Task directions
Nothing before the line containing "truck side mirror using the picture above." belongs in the answer; quote that line and all lines after it through the end of the material, word for word.
====== Provided records ======
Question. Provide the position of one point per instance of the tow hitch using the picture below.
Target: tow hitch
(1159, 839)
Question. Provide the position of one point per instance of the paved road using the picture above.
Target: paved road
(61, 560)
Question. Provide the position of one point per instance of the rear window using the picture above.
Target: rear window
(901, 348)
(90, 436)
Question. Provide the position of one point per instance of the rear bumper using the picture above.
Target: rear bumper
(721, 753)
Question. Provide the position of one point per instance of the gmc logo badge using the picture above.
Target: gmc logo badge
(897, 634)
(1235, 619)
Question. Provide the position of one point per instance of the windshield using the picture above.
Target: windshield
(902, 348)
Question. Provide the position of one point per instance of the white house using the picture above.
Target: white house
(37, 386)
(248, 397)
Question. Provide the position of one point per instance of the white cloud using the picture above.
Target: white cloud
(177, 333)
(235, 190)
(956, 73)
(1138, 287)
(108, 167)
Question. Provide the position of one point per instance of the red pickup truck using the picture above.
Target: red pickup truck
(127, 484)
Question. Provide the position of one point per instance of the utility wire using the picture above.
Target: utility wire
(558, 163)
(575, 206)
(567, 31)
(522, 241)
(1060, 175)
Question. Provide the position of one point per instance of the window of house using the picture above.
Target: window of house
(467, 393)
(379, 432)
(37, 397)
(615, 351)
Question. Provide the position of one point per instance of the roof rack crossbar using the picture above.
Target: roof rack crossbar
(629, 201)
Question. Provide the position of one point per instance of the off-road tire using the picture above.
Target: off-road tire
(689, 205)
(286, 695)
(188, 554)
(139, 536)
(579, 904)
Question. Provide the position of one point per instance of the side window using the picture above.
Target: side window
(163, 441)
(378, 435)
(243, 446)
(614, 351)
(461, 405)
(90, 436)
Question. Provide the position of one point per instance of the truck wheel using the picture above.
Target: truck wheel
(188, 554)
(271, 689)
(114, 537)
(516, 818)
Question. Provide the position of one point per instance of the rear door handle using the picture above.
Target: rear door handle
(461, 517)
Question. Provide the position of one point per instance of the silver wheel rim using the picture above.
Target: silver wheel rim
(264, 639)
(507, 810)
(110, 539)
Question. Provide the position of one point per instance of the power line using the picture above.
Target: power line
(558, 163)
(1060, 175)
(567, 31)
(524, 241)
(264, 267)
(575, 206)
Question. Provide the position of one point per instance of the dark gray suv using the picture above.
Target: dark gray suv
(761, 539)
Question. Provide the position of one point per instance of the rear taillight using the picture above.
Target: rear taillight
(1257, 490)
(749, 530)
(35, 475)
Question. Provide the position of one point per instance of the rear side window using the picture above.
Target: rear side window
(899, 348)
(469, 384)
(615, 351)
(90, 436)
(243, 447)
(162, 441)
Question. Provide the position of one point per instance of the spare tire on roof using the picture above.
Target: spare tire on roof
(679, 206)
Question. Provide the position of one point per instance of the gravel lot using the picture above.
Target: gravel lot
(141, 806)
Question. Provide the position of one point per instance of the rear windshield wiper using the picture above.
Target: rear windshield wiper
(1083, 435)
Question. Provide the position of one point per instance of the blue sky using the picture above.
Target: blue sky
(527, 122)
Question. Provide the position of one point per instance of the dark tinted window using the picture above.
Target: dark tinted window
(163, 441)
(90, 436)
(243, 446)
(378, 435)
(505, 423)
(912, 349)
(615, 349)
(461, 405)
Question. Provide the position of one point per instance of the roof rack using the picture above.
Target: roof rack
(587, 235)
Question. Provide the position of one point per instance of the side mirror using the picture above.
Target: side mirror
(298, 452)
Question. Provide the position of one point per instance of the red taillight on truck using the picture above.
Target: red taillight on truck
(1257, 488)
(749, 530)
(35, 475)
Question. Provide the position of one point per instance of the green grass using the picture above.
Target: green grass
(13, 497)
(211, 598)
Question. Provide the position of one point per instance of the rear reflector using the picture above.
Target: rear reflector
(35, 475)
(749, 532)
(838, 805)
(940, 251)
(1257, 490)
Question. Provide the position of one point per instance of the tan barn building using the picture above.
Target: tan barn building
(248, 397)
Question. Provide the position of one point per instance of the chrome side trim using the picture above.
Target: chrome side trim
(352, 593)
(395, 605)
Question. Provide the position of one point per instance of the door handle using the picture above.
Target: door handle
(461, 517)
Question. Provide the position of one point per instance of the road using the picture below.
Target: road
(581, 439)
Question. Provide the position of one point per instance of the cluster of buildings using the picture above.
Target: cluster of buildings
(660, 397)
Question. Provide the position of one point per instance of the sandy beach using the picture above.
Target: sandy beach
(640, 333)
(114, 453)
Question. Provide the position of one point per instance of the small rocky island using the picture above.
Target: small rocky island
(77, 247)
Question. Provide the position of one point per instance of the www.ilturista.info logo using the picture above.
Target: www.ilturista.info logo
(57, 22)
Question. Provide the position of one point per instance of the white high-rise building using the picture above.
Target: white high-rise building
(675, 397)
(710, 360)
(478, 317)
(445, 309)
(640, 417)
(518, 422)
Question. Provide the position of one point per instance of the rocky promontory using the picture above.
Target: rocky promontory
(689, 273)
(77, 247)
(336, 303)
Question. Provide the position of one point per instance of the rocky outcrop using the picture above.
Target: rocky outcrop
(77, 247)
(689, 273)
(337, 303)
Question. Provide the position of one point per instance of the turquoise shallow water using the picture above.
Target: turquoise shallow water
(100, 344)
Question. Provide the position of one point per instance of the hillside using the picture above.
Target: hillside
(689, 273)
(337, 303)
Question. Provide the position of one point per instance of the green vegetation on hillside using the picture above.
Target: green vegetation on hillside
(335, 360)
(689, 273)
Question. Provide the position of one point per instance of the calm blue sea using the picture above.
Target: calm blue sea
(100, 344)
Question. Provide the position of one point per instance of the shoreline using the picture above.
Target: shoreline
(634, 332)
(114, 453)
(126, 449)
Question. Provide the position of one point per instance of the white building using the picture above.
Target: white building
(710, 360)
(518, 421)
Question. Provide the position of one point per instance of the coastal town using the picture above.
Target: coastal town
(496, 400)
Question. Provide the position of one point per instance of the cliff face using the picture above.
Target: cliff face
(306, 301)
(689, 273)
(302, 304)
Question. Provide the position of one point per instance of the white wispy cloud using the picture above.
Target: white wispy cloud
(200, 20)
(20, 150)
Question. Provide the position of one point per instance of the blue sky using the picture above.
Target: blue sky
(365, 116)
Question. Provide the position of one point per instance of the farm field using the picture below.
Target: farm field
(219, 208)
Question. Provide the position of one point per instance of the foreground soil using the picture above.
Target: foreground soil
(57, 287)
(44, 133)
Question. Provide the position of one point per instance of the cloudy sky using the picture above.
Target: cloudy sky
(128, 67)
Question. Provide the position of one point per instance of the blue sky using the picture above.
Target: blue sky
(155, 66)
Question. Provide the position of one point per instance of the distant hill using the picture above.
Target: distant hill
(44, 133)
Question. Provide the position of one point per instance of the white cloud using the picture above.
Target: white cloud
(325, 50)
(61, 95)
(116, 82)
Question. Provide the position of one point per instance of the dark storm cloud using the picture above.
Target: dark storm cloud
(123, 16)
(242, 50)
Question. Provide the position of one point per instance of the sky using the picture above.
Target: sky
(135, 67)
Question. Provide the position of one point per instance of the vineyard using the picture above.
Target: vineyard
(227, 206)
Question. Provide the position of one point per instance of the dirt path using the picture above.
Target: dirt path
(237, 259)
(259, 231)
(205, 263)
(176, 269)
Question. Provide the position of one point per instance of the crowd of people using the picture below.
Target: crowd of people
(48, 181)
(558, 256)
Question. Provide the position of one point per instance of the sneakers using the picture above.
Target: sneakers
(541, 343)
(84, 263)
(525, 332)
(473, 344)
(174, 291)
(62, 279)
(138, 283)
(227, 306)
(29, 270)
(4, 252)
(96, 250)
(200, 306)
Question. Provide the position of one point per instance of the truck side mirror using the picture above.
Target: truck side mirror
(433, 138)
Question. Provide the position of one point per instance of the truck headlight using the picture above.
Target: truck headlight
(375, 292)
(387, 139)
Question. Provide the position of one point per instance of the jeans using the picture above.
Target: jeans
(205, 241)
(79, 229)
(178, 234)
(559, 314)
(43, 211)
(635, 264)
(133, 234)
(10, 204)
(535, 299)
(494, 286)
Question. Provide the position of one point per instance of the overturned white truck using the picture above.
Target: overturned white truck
======
Answer to the task
Question. Provide the position of one point per instance of the truck side mirror using the picture above.
Target: truck side mirror
(433, 138)
Question. Provide the position of one point per instance of the truck headlight using the picture above.
Target: truck headlight
(375, 292)
(387, 139)
Question. Provide the position of one point per instance of the jeans using the picture above.
Target: jeans
(205, 241)
(79, 229)
(178, 234)
(559, 314)
(43, 211)
(635, 264)
(133, 234)
(10, 204)
(535, 299)
(494, 286)
Question. Provide the position of one point per instance of the overturned white truck using the picture above.
Target: overturned white truck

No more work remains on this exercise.